- **PASSAGE PROVIDED**:

____________________

Sailing on the briny in the Paleolithic?
The return of the Neanderthals was relatively short lived, in evolutionary terms. By 42,000 years ago modern humans were flooding Western Europe, and retook possession of Mandrin Cave, just as the last of the Neanderthals were going extinct.
As to why Mandrin might have been the focus of this early modern human incursion on the continent, Slimak notes that the Rhone is the second largest river of the Mediterranean, after the Nile, and its broad valley was the main migratory path for herds of large animals moving between northern and southern Europe.
So these early sapiens may have just been following their dinner. But still, France is a long way from the deserts of the Levant. How did those early pioneers migrate so far, without leaving traces of habitation in between?

____________________

- **DATASET EXCERPTS**:

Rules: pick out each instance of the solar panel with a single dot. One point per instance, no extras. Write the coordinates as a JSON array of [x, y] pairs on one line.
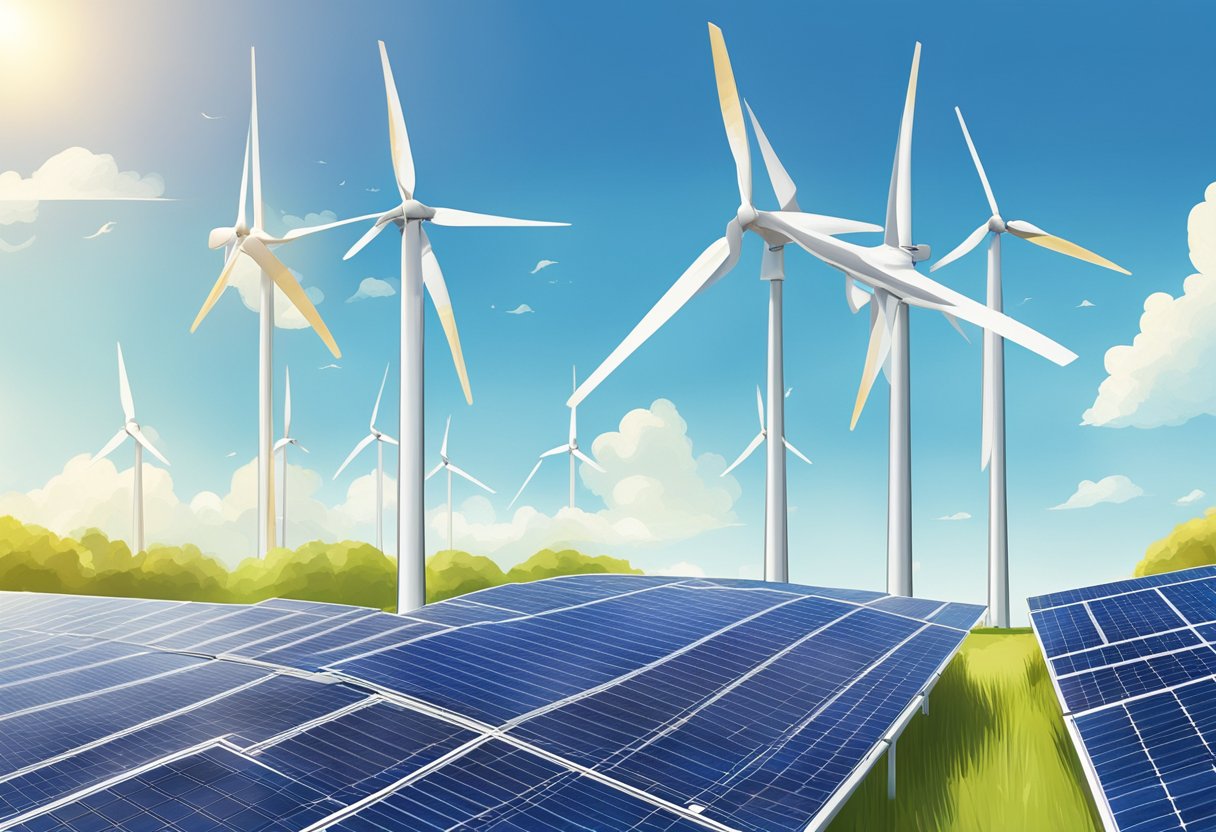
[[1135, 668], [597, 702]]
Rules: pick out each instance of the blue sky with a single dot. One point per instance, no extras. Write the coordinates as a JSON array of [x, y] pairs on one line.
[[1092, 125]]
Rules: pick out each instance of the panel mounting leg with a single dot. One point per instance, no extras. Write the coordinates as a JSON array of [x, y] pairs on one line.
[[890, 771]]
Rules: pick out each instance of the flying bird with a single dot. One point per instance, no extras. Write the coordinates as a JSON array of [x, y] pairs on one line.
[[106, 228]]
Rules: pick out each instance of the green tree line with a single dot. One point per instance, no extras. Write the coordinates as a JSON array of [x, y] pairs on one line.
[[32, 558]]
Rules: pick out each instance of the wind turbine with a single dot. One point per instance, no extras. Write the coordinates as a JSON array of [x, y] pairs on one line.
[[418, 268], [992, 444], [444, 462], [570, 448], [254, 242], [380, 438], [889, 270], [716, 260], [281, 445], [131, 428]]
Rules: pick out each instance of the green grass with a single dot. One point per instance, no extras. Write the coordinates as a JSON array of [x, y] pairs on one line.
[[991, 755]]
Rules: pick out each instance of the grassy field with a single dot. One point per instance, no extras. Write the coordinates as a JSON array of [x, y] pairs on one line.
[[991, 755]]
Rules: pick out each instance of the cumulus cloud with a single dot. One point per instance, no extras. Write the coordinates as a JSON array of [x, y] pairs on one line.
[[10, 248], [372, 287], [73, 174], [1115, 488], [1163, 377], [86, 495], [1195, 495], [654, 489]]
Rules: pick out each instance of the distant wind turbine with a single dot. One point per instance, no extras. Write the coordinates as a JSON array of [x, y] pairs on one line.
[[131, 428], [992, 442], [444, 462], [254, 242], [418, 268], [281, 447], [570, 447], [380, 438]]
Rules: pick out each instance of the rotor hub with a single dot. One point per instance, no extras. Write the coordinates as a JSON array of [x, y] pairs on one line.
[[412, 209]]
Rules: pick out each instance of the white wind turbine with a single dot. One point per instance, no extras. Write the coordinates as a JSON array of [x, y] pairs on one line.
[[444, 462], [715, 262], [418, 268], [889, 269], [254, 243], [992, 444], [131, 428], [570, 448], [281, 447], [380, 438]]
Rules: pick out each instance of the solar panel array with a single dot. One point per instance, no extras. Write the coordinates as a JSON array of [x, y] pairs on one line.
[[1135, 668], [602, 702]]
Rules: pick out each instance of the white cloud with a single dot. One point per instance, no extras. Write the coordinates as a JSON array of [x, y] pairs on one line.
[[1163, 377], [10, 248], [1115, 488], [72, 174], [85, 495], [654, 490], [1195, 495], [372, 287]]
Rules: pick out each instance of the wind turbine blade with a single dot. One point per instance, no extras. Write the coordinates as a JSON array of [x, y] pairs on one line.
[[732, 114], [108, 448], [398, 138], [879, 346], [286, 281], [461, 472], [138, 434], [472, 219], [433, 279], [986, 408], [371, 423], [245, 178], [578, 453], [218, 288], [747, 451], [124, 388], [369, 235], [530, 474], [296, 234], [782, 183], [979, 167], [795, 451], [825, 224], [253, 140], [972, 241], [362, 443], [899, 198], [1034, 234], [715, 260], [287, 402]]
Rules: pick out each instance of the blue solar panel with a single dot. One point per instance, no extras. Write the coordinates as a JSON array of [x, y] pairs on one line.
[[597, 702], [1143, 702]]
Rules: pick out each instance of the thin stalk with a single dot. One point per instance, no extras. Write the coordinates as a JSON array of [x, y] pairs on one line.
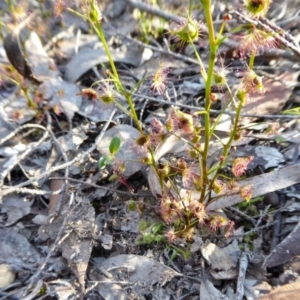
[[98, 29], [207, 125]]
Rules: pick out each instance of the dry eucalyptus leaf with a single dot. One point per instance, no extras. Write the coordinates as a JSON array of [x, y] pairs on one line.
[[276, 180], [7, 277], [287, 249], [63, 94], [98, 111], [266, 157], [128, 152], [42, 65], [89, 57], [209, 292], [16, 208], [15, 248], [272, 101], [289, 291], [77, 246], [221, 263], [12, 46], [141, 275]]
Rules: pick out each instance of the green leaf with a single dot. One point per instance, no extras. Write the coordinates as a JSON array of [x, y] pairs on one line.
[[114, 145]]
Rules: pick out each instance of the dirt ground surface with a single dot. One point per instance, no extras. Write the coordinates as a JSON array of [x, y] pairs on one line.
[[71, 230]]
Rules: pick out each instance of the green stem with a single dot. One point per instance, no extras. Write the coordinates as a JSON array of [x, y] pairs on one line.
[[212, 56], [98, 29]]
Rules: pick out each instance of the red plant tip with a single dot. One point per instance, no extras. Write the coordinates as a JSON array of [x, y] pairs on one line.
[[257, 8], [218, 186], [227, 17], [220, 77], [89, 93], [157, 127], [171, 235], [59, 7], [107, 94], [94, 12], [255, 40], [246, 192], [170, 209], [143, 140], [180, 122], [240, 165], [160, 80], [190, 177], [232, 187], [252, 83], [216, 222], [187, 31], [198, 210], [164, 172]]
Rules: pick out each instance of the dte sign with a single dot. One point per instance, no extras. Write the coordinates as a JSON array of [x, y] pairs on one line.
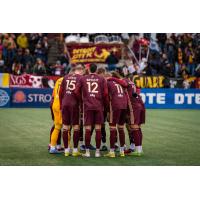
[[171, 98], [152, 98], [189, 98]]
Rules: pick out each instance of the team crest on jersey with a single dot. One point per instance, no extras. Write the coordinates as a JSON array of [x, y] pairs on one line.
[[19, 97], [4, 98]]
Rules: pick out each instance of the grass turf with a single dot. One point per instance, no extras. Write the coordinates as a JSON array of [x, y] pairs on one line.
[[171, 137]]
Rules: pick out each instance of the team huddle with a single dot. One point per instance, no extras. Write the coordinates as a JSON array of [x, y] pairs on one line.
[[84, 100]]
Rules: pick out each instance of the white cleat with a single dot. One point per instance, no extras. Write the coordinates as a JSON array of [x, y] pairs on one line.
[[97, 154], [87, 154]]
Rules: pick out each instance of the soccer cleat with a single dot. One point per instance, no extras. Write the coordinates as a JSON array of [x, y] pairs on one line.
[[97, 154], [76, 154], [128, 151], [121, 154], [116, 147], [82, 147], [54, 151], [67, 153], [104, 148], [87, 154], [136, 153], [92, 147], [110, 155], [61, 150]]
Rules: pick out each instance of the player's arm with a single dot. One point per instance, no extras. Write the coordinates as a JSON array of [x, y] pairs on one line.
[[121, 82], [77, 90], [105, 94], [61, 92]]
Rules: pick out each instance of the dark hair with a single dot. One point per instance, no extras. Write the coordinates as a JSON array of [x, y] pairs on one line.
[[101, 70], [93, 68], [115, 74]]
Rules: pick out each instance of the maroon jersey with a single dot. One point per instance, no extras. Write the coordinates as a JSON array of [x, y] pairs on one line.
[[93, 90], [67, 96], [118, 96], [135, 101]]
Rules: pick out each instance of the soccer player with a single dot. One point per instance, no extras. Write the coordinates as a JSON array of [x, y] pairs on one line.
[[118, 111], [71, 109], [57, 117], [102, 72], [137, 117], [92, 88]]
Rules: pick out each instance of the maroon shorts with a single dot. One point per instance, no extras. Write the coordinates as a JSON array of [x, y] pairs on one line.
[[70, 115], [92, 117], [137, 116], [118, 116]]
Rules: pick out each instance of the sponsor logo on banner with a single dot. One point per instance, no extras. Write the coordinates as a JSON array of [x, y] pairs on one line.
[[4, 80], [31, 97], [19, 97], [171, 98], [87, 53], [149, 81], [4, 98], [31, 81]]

____________________

- **EXERCISE AIM**: Can you reproduce the Mandrin Cave passage word for word, starting with "Sailing on the" and going on through "were going extinct."?

- **SOLVED EXERCISE**:
Sailing on the briny in the Paleolithic?
The return of the Neanderthals was relatively short lived, in evolutionary terms. By 42,000 years ago modern humans were flooding Western Europe, and retook possession of Mandrin Cave, just as the last of the Neanderthals were going extinct.